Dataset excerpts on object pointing

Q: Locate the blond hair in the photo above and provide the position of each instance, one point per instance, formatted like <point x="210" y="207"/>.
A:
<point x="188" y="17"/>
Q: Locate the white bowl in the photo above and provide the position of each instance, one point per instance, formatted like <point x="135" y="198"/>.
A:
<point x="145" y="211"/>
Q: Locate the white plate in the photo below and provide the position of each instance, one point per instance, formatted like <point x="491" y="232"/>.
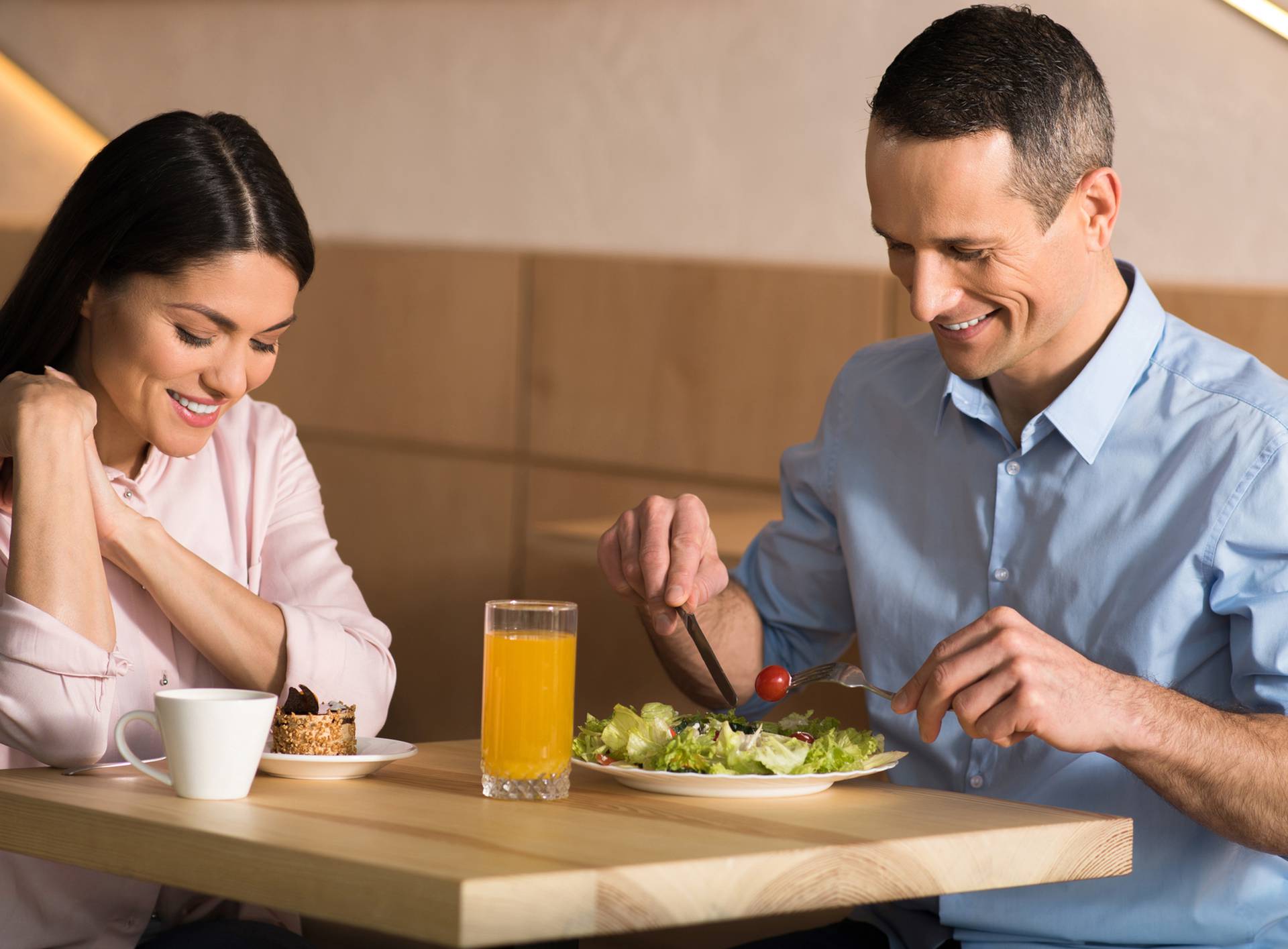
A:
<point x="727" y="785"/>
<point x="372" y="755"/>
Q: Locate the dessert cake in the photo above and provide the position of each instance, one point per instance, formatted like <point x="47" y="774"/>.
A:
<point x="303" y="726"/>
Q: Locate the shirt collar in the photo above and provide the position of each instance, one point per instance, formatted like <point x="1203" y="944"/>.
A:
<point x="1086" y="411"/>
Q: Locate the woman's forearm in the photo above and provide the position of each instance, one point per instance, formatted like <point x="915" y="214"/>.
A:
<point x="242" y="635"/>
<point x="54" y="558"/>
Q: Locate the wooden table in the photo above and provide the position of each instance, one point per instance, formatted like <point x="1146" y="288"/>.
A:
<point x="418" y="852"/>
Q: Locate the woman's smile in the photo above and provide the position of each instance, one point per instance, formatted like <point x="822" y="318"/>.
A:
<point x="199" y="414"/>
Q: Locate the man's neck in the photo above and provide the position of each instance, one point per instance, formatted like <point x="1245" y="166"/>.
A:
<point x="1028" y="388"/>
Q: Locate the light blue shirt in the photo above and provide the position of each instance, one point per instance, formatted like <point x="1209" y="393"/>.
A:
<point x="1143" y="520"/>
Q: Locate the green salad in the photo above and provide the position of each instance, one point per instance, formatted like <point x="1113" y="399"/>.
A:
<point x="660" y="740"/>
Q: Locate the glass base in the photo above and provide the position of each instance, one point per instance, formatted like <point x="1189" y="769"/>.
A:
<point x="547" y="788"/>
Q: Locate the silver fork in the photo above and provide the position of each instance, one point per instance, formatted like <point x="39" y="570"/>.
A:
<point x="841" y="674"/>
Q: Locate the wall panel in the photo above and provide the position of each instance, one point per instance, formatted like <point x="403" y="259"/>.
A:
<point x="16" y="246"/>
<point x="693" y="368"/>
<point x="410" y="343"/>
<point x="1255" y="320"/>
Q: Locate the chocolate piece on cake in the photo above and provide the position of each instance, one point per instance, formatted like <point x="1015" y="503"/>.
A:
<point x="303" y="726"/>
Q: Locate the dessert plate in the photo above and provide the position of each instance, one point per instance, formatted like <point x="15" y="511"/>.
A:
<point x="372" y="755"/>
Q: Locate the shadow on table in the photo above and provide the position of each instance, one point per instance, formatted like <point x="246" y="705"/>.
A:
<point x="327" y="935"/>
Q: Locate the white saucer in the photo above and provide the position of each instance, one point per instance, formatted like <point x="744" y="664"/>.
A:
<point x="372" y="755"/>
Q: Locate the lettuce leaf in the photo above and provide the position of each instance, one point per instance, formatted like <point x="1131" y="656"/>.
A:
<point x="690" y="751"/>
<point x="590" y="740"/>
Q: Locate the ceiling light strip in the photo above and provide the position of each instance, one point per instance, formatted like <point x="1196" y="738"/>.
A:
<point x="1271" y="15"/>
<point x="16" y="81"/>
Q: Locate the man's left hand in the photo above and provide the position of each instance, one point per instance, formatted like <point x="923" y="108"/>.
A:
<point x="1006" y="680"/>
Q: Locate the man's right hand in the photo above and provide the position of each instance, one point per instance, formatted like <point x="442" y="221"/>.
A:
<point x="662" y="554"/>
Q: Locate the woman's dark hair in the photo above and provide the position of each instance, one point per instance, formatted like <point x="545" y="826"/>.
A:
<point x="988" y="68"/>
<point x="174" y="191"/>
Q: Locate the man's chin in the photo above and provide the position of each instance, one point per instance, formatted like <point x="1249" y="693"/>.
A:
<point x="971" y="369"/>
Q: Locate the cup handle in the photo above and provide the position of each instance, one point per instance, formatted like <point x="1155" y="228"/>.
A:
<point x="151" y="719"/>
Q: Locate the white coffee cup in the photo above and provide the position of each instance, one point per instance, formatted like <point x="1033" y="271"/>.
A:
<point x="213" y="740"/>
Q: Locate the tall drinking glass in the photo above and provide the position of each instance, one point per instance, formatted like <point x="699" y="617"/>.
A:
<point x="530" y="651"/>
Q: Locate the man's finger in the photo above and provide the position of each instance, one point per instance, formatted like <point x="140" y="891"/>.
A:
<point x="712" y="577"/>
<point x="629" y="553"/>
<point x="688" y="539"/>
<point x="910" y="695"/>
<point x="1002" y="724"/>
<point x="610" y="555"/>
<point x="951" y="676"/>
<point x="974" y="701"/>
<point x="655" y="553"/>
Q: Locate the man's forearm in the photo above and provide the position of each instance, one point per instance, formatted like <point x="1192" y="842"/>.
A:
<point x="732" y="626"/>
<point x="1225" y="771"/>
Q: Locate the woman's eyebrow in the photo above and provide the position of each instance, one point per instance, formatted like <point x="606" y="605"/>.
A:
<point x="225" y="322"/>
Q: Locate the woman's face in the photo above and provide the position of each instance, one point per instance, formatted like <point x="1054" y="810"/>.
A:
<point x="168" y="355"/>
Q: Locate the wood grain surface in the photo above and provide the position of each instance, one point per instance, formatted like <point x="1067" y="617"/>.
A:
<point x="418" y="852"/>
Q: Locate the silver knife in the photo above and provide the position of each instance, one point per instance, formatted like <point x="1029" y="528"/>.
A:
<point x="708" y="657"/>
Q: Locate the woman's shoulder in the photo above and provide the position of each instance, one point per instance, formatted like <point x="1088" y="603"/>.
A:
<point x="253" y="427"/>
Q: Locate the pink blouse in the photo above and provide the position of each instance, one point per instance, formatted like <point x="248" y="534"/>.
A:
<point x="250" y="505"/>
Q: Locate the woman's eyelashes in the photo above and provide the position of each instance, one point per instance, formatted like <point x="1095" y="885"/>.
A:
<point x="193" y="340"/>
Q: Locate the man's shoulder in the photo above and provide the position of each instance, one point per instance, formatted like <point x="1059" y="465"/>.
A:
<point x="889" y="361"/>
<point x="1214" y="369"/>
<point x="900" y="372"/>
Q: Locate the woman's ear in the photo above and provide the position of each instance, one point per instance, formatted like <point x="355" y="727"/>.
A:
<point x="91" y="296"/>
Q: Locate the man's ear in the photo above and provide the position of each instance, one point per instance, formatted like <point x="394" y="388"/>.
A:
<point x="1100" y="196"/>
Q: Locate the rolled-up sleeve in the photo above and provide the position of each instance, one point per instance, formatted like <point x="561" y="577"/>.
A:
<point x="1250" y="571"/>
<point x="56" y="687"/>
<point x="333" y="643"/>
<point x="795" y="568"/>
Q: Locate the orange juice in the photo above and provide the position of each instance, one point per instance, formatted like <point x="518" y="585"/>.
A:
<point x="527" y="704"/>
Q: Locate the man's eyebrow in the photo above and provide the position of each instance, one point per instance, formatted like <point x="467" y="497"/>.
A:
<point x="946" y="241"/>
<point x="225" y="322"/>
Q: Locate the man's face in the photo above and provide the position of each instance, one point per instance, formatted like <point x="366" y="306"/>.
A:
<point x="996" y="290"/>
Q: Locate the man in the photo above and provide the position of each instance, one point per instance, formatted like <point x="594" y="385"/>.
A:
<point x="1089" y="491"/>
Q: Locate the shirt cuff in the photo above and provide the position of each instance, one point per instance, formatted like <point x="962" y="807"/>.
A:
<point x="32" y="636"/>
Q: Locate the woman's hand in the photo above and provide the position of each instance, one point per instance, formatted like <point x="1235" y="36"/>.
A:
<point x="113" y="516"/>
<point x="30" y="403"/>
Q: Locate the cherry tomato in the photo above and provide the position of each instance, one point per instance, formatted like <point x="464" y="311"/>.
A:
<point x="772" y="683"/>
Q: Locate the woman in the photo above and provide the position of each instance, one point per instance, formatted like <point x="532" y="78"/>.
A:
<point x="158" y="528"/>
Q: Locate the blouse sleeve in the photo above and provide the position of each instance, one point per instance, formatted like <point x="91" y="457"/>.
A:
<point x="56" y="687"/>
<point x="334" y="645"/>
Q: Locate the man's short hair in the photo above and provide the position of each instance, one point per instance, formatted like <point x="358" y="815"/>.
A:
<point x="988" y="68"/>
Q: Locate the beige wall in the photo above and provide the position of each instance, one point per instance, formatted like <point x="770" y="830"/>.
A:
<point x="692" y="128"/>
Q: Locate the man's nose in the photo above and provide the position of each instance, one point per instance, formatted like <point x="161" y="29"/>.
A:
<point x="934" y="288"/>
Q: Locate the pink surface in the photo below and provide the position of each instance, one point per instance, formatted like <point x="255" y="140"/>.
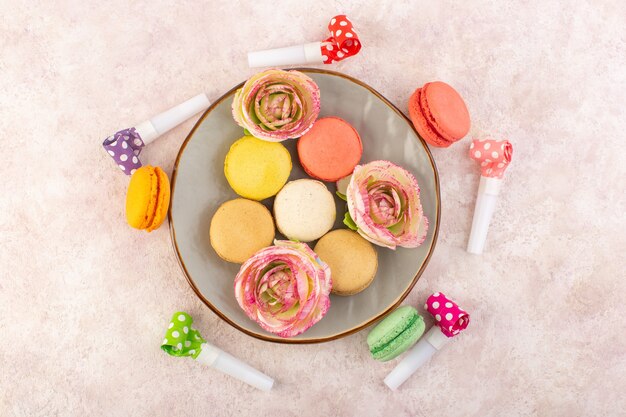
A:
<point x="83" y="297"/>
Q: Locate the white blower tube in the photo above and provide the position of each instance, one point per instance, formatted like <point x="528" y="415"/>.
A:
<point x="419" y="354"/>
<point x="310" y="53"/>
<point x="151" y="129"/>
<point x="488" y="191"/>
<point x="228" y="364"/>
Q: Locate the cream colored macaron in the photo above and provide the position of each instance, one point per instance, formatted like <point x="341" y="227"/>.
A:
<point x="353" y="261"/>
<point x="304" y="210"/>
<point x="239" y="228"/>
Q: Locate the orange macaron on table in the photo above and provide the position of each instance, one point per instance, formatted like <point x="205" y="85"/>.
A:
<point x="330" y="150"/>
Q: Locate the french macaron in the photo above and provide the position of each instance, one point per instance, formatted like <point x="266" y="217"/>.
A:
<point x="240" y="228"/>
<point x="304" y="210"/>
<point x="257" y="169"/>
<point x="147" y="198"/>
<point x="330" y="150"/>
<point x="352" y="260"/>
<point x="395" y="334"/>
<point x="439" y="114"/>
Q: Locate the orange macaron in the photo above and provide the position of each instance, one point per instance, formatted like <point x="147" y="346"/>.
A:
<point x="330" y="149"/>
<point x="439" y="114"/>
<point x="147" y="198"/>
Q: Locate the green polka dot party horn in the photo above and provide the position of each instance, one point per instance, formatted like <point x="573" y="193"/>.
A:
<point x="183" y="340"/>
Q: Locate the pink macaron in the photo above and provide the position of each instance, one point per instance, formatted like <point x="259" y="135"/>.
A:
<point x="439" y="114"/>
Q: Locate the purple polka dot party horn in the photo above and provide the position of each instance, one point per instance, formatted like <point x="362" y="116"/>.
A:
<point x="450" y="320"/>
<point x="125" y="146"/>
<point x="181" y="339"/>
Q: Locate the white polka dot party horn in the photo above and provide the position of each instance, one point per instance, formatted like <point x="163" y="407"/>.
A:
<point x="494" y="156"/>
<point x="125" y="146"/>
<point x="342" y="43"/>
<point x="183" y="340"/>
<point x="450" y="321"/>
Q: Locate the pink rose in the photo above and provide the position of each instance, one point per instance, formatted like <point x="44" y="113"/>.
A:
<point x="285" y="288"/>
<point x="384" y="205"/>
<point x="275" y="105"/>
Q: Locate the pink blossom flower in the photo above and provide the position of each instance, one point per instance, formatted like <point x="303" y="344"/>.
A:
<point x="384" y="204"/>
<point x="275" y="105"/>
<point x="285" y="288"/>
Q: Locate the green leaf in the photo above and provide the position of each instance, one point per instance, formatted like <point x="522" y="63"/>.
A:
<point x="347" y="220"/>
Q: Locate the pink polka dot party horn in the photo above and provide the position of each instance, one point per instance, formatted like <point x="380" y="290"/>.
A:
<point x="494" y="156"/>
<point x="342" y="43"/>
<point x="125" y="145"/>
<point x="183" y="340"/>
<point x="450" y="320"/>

## Task instructions
Transcribe the records above exactly, but only from the line that contains "Q: Locate the pink blossom" through their final line, inclusive.

## Output for this task
Q: Locate the pink blossom flower in the photo above and provide the position of each instance, one point per instance, formatted like <point x="303" y="344"/>.
A:
<point x="384" y="204"/>
<point x="275" y="105"/>
<point x="285" y="288"/>
Q: Locate the green leaf in the photo above and provide the position of each instance, one point per instance, formatted like <point x="522" y="63"/>.
A:
<point x="347" y="220"/>
Q: Locate the pink polka dot party horn in the photo above and provide the position of each instance, one point per instance, formatted like <point x="380" y="290"/>.
A:
<point x="494" y="156"/>
<point x="342" y="43"/>
<point x="125" y="145"/>
<point x="183" y="340"/>
<point x="450" y="320"/>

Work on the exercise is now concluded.